● Task: Restate the records exactly. Include all of them.

● Given information:
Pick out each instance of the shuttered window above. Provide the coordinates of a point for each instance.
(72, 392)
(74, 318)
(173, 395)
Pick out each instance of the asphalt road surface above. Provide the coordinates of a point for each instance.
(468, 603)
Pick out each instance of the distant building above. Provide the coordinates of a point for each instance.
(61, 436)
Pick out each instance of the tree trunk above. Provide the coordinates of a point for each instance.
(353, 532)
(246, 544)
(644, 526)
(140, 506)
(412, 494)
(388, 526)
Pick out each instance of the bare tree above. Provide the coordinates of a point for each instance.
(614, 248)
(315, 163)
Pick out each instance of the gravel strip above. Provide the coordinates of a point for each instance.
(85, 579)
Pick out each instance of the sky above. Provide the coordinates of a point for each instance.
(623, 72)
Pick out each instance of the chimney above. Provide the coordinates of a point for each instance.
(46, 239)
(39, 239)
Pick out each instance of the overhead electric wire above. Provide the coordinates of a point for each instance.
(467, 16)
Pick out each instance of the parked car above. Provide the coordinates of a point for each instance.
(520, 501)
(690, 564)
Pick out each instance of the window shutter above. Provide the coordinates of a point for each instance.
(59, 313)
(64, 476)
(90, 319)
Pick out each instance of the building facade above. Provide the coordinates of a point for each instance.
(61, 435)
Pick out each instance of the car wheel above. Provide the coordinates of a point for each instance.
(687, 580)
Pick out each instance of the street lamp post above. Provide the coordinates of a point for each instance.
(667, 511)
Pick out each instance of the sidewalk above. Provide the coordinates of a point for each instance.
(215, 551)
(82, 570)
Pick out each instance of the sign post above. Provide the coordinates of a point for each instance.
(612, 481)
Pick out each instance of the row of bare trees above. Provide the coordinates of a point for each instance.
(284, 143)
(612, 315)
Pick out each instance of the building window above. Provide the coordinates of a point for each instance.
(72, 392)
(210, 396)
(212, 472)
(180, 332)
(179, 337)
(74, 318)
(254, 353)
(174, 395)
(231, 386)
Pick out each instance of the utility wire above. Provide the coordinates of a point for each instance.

● Task solution:
Pick out each instance of the shuttered window above. Provide the coordinates of a point for each instance.
(72, 392)
(74, 318)
(173, 395)
Pick out each instance of the asphalt road surface above. Provide the coordinates of a point for each instance.
(468, 603)
Pick out each instance of the distant building above. Provide the coordinates of a point for each instance.
(61, 436)
Pick out each instance of the tree trunk above. Provide the coordinates of a point for each instance.
(353, 532)
(246, 544)
(644, 526)
(140, 506)
(412, 494)
(388, 526)
Pick out each instance of the bare tree above. Provide the coordinates of a point for each instance.
(614, 248)
(315, 163)
Pick out each instance of the gravel strip above. Provide the coordinates of a point for each instance.
(85, 579)
Pick out each instance of the sky above. Provide the coordinates of a point for each instance.
(623, 72)
Pick out each instance of the chimney above. Provide the coordinates of a point for each instance.
(46, 239)
(39, 239)
Pick out each instance of the overhead electric wire above. Provide the coordinates of a point for each instance.
(467, 16)
Pick out each instance of the parked car above. Provide the coordinates of a point for each instance.
(520, 501)
(690, 564)
Pick out each instance of the window shutter above. Provide the coordinates of a point for each instance.
(59, 313)
(64, 476)
(90, 319)
Pick out each instance of the building facade above. Provide the coordinates of a point for each instance.
(61, 435)
Pick out each instance of the car wheel above. Provide the coordinates of a point for each instance.
(687, 580)
Pick out each instance of the street lamp post above. Provide the coordinates of a point for each instance.
(667, 511)
Pick out each instance of the sidewalk above. Provide the coordinates of a point for each instance.
(215, 551)
(82, 570)
Pick out each instance of the sign post above. Provide the coordinates of a point for each instance.
(612, 481)
Pick out each instance of the row of bare trees above. Provide the coordinates of a point for each instance.
(284, 143)
(612, 315)
Pick out each instance of the building window above. Provide the coordinates of a point for each instance.
(72, 392)
(210, 396)
(212, 472)
(180, 332)
(179, 337)
(74, 318)
(254, 353)
(174, 395)
(231, 386)
Pick out each instance of the utility wire above. Provide the coordinates of a point for each instance.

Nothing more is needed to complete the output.